## Page

>>>

As for "rotating" trees, I was thinking more if you have an area that you're going to plant trees in anyway you could grow sunchokes there first.  On the downside, you want the trees to self-select more than most things, they're candidates for "STUN" (sheer total utter neglect), so if you gave them an advantage at the start with "tilling" the soil then they wouldn't be prepared to face the real world in the second year.  

I love the idea of planting into mulch instead of into soil! that's more or less what I'm going to do as I'm accumulating fallen leaves like an American shopper at a Target on Black Friday.  USA! USA!  I do wonder if the squirrels will have the same idea vis-a-vis the sunchokes.  I had already planted mine back under the soil before, so I'll try adding a few up in the leaves too and see what happens, though it'll be hard to know cause and effect as I haven't marked anything.



Cécile Stelzer Johnson wrote:

Joshua Myrvaagnes wrote:Thanks, that's kinda what I figured.  I'm not too worried about it, just aware that it's a major permaculture principle not to till, and this situation forces it.  
I don't have any hardpan currently (except maybe under the raised bed I made).  I built the bed mostly in case they escaped and tried to choke the neighbors.  But it's also worked well for being looser soil than the "yard" soil that was here before and has been weirdly dry after seeming absorbant in the spring.

<<<

## Records provided
>>>

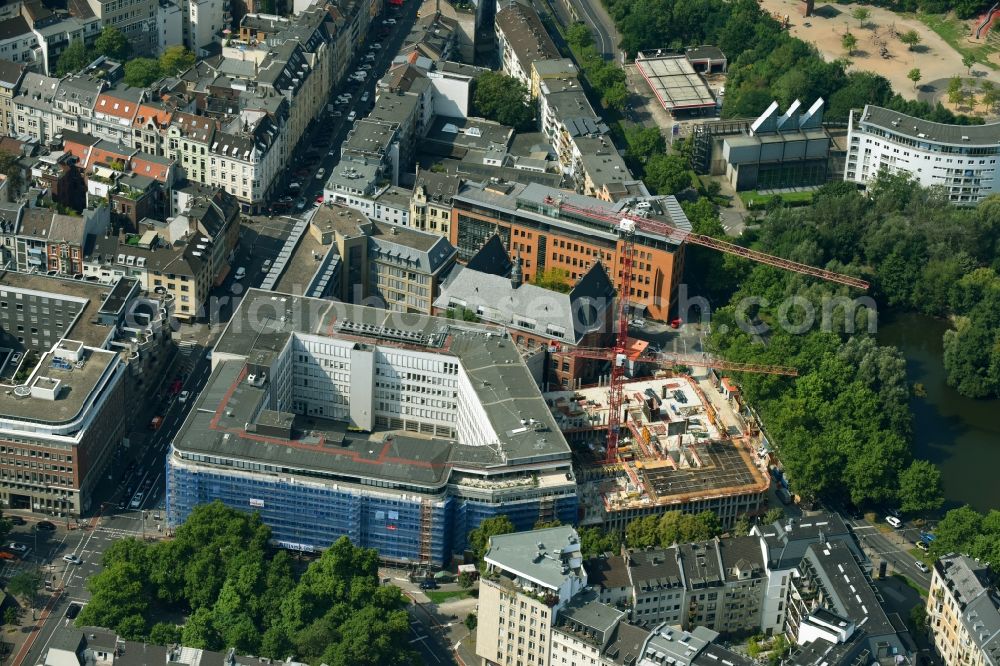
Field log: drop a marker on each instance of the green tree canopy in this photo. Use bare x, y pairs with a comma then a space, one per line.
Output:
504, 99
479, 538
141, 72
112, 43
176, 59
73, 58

<<<
>>>

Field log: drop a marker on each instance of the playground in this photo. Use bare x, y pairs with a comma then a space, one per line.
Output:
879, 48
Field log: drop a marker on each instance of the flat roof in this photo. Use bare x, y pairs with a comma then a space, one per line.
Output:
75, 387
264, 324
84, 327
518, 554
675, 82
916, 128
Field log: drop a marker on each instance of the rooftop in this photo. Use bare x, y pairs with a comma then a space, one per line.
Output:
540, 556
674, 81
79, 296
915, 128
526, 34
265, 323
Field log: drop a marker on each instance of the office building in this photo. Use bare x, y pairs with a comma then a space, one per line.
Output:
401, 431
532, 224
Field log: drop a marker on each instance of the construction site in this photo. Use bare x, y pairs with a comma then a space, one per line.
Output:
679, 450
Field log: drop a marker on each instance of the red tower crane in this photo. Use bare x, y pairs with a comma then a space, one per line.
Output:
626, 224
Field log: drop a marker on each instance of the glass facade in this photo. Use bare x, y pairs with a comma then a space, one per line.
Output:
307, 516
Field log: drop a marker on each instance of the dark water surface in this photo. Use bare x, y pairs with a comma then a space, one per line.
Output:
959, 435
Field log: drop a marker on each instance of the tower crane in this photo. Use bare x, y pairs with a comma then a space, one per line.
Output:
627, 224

<<<
>>>

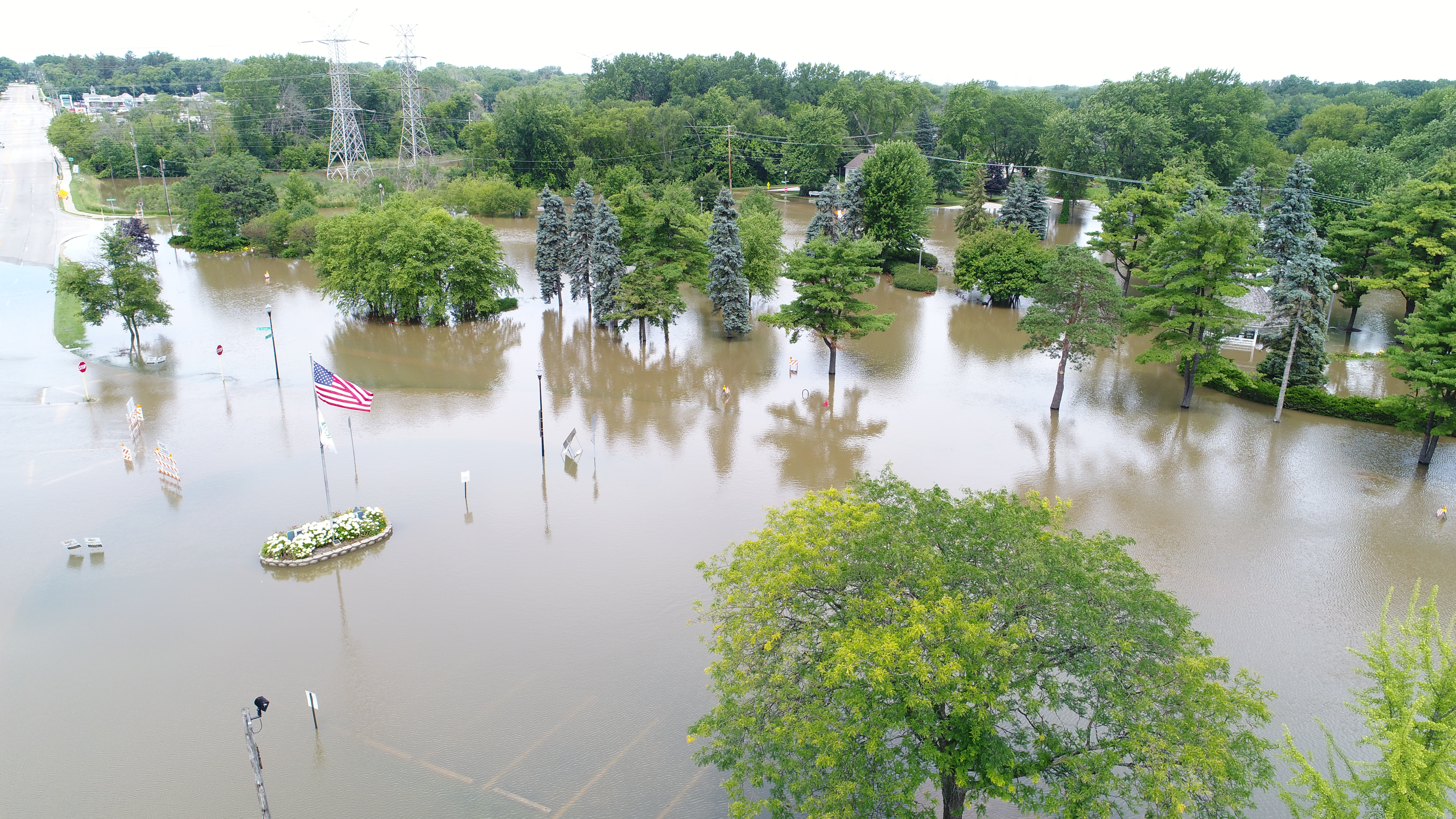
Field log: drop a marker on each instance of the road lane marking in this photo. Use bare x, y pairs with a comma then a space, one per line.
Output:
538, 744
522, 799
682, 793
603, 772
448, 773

<<<

## Written tasks
1: According to the forum post on sunchokes and trees, what does "STUN" stand for?
2: Count the lines in the rows that contain the string "crane", treating case as significant, and give only the number.
The forum post and the rows are separate, unrelated material.

## Solutions to the problems
1: Sheer total utter neglect.

2: 2